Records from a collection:
────

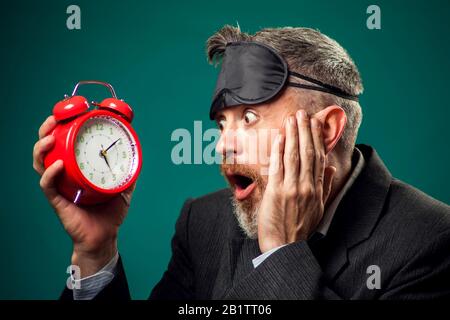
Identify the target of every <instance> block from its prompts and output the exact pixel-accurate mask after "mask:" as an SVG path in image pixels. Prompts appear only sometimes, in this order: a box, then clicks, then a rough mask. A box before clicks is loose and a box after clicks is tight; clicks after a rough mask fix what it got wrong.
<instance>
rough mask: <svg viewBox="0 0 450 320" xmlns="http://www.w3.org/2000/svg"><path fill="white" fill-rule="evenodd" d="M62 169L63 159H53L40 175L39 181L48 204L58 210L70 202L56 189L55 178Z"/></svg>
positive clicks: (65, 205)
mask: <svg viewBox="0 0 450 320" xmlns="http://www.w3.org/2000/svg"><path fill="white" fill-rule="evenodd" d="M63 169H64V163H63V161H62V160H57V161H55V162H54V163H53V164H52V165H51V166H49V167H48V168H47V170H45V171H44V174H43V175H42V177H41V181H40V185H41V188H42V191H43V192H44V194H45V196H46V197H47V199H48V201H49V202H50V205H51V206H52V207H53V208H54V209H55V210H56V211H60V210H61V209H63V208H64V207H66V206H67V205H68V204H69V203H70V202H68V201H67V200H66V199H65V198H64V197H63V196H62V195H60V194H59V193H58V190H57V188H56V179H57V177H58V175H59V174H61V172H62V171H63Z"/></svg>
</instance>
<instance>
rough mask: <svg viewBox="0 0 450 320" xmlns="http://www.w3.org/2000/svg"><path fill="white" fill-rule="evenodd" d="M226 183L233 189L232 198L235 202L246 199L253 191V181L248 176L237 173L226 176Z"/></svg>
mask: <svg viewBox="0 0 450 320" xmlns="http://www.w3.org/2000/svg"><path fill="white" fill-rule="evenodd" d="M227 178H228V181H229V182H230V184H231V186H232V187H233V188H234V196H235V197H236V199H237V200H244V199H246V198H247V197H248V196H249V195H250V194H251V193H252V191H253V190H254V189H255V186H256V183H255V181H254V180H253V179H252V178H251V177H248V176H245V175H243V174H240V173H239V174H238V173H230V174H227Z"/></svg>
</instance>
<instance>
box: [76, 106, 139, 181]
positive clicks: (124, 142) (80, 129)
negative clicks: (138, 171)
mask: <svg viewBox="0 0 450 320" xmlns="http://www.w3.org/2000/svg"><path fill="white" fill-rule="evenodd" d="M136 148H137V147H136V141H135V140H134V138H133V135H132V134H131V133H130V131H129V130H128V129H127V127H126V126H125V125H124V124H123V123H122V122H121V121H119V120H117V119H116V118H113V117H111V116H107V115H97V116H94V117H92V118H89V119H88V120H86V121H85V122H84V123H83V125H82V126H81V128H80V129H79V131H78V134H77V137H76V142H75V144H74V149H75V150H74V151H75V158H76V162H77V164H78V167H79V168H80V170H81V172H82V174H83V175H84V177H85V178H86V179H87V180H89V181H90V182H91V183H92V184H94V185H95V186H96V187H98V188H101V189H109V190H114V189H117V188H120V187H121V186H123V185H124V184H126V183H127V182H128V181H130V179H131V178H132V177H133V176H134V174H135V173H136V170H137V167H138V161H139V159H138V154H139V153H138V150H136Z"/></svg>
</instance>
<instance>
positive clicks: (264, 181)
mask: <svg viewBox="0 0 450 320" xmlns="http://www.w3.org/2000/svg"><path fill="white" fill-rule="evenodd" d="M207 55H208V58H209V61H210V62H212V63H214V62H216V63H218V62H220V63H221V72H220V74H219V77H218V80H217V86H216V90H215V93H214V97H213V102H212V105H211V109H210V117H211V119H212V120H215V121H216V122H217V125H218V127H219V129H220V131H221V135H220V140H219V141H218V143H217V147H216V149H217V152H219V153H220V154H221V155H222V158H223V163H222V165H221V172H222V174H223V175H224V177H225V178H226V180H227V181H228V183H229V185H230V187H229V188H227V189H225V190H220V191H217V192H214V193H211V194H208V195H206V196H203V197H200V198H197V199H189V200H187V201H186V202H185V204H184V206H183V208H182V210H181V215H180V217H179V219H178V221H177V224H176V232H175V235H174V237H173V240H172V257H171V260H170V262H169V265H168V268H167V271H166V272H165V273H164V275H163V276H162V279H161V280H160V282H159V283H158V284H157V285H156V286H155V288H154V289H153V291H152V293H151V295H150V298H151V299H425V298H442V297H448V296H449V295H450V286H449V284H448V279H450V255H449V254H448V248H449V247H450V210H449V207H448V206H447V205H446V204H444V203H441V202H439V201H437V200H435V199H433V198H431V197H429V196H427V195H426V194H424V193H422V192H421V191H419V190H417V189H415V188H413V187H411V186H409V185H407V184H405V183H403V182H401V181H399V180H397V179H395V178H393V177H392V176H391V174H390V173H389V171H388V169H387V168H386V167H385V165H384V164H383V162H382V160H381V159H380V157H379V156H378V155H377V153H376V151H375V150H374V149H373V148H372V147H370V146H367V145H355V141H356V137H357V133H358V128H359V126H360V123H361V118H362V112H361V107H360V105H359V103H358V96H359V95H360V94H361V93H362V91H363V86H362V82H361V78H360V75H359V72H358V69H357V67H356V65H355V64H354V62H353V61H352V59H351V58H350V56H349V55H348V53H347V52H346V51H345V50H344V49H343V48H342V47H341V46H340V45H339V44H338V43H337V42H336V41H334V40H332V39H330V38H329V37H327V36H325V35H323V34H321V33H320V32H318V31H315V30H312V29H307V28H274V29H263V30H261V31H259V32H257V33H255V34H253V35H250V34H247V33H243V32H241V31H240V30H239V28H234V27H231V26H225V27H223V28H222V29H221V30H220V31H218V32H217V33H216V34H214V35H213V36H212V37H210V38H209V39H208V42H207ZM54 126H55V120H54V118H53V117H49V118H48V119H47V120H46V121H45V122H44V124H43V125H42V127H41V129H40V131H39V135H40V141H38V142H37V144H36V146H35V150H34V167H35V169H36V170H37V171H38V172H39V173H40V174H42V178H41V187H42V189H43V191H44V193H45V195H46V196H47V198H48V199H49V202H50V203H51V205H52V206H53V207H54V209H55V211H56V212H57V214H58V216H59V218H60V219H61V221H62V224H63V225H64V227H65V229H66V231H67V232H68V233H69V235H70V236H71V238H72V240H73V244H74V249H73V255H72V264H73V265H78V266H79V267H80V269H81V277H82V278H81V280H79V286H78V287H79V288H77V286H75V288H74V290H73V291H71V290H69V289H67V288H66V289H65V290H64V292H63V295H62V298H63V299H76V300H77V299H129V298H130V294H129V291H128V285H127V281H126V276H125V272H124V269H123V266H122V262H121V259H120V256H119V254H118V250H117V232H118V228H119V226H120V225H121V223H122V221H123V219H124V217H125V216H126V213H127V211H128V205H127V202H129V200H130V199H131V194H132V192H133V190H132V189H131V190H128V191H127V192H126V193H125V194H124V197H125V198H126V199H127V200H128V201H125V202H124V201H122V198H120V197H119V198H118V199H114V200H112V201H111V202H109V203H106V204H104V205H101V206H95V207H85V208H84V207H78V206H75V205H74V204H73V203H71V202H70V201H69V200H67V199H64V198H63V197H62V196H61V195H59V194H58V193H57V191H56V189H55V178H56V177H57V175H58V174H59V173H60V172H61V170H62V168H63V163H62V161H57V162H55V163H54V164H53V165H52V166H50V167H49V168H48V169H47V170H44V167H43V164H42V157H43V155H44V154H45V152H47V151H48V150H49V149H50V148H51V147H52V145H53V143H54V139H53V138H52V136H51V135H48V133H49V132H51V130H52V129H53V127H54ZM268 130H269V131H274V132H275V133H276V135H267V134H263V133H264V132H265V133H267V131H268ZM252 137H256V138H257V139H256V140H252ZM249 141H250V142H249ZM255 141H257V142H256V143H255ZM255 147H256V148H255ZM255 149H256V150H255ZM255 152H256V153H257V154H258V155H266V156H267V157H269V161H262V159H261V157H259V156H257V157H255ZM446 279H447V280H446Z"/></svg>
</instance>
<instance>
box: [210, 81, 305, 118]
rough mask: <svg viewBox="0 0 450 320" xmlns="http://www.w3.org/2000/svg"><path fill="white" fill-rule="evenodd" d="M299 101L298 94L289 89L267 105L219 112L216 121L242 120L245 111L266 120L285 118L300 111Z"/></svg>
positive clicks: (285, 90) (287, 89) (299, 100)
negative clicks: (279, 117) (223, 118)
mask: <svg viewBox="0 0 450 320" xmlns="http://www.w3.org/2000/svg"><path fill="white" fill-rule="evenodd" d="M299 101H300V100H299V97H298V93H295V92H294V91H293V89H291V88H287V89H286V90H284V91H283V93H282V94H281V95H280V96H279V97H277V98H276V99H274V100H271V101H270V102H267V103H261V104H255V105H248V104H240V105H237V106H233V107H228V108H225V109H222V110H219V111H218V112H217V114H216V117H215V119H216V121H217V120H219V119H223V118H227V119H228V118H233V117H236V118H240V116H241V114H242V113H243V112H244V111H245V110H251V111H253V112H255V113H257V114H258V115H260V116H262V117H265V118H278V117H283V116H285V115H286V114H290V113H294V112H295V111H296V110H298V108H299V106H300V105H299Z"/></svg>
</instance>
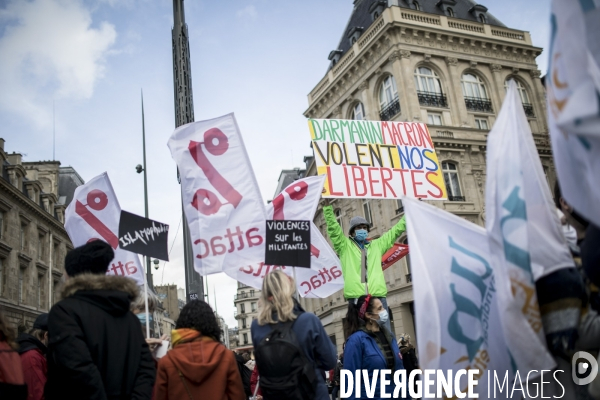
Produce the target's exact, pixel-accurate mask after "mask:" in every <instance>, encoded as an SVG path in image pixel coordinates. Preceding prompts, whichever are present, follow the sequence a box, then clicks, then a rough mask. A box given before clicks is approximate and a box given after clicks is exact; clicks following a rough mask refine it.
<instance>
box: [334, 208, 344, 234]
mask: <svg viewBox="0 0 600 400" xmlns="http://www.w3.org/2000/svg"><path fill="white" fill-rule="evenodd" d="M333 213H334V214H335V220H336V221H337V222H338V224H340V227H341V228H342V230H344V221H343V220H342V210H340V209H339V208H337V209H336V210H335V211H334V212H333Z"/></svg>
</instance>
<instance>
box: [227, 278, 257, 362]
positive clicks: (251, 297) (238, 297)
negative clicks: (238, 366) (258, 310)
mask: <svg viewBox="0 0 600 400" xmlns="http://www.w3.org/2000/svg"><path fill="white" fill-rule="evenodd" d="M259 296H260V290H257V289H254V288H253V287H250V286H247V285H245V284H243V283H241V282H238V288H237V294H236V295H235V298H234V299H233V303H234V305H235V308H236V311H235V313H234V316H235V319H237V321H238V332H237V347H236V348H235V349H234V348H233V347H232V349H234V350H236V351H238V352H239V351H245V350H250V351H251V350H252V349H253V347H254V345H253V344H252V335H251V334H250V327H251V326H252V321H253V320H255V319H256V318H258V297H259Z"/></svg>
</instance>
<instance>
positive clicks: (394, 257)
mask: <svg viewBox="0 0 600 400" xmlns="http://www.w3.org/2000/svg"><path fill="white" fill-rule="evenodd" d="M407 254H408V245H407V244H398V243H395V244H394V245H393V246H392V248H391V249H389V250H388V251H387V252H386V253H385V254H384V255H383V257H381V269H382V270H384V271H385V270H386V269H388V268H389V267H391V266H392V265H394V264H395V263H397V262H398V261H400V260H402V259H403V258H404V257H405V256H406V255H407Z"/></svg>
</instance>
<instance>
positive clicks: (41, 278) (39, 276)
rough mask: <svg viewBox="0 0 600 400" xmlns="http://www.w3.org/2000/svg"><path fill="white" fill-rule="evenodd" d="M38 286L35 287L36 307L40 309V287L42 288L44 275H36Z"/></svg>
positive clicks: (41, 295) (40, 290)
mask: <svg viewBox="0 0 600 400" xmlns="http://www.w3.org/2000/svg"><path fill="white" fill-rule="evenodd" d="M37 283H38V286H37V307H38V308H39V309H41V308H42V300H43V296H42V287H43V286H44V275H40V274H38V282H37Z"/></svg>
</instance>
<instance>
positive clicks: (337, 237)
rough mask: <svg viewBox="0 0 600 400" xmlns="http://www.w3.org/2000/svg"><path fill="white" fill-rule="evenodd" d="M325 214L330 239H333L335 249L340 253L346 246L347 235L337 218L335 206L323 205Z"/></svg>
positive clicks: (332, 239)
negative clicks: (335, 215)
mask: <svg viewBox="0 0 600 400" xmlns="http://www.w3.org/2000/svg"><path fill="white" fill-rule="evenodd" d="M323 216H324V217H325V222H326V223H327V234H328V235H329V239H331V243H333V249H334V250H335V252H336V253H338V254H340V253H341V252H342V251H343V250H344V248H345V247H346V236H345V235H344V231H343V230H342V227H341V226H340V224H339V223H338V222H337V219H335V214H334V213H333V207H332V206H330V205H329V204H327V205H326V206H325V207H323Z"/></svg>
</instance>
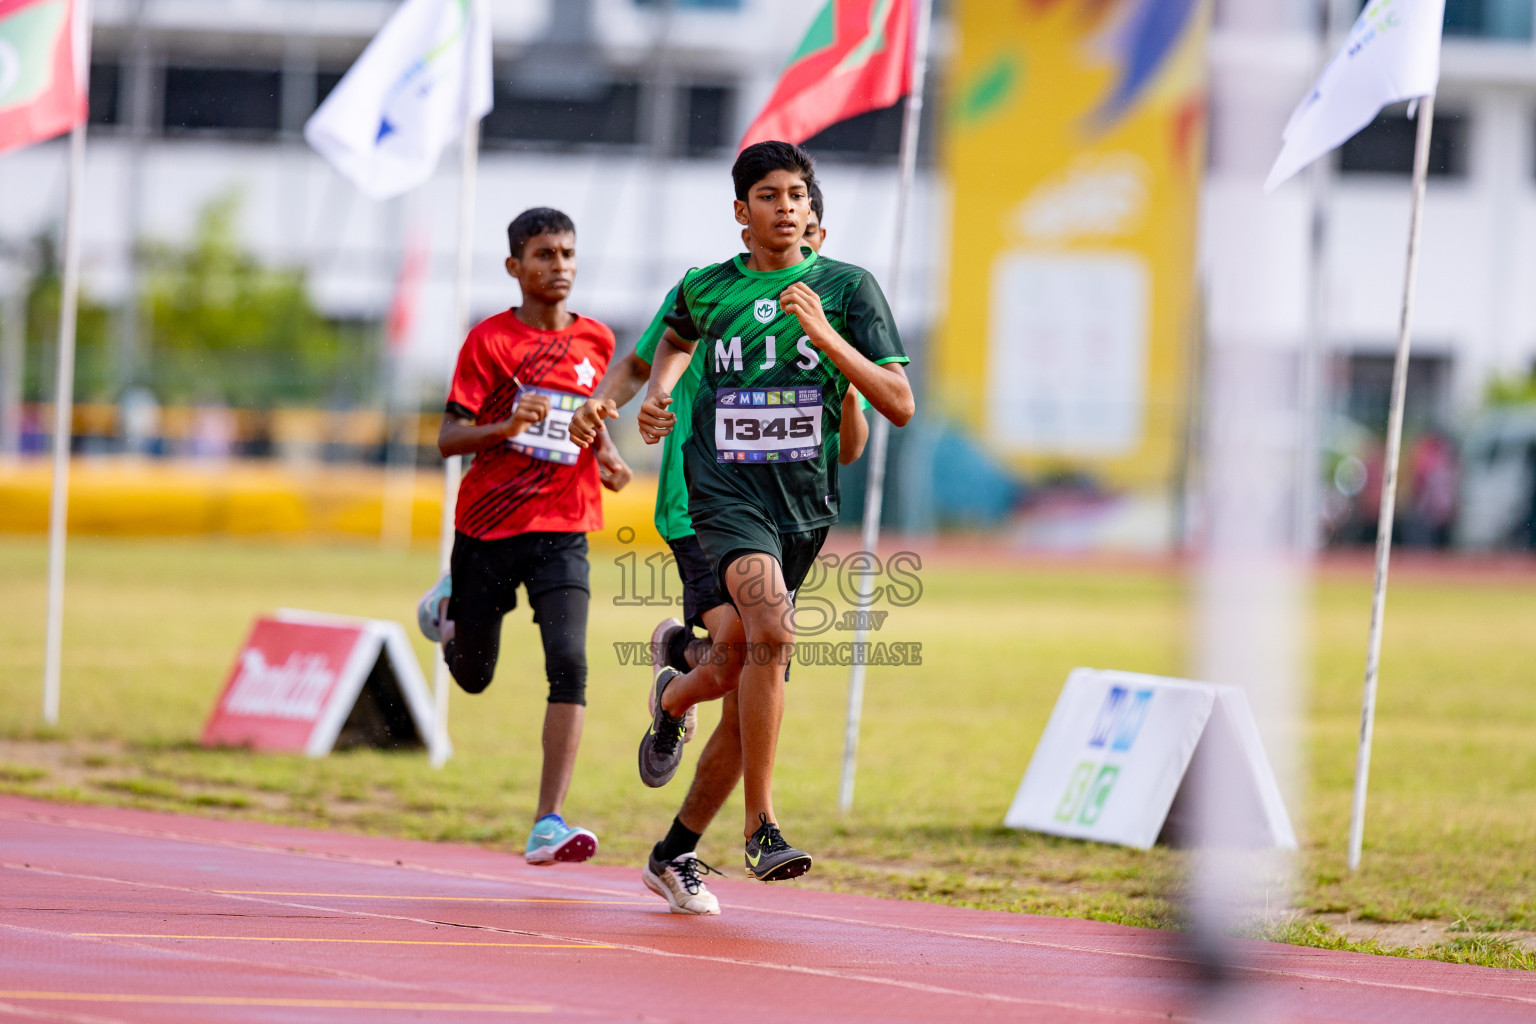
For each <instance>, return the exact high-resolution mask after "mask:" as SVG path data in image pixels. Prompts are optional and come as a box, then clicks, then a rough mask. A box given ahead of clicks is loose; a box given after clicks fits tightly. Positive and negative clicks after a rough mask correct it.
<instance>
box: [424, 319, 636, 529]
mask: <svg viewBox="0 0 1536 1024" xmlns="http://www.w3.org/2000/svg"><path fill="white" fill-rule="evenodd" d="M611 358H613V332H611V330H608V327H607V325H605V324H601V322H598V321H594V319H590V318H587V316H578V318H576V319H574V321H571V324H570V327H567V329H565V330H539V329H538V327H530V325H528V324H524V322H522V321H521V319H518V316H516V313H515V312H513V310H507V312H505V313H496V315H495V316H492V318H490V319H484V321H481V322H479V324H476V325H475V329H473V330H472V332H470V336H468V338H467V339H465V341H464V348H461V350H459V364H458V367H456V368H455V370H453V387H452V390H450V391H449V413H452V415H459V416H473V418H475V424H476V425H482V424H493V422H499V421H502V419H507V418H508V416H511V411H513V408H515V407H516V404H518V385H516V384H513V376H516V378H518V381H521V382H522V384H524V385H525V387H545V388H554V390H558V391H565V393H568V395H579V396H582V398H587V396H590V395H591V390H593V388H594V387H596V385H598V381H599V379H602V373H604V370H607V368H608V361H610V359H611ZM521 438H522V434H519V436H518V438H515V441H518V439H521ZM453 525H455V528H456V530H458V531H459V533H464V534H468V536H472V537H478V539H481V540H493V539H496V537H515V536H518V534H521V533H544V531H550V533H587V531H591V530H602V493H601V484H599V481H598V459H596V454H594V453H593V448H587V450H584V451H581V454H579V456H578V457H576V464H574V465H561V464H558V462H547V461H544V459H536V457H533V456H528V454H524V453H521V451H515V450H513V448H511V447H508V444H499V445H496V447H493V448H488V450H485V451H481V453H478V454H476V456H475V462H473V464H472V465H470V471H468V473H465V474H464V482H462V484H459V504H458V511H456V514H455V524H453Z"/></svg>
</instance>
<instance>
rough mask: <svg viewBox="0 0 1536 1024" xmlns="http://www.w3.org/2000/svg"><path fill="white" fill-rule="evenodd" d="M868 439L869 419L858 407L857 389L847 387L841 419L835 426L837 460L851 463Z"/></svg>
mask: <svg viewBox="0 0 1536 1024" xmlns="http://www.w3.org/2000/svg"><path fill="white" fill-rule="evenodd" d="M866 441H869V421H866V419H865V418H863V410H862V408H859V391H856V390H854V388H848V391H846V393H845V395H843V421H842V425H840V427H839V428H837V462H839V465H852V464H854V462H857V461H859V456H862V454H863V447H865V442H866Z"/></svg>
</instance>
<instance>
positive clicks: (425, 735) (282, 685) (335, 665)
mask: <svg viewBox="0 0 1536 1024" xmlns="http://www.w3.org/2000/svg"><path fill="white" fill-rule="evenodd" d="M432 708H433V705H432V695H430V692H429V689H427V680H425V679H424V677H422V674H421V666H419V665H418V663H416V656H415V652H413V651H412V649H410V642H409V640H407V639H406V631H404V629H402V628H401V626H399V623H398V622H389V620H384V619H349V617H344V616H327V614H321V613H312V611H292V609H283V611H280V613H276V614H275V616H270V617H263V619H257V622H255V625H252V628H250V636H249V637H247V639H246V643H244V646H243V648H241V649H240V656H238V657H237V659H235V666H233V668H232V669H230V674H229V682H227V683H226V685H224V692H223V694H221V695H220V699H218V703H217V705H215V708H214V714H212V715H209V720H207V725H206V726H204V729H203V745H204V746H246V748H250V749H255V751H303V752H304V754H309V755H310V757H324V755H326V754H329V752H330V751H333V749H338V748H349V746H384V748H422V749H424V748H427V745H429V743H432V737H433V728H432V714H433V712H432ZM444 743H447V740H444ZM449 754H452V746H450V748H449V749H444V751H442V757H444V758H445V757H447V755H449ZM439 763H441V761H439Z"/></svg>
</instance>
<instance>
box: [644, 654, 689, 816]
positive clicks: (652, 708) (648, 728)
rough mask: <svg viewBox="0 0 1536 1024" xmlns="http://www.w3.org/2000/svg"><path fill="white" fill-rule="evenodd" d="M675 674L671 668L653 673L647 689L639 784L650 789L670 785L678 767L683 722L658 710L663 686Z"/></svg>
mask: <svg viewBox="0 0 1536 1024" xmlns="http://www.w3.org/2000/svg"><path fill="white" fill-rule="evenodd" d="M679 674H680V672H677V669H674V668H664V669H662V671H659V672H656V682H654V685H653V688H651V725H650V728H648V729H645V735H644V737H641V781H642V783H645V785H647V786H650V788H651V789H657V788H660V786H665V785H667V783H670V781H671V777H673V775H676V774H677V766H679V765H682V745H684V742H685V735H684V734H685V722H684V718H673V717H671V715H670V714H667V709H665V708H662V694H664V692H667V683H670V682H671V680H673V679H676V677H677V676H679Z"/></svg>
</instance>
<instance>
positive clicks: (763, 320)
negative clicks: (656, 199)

────

INSTRUCTIONS FOR THE TASK: Beginning at the line containing "positive clicks: (763, 320)", repeat each line exactly through the last line of the entries, and include no other lines.

EXERCISE OUTPUT:
positive clicks: (763, 320)
negative clicks: (656, 199)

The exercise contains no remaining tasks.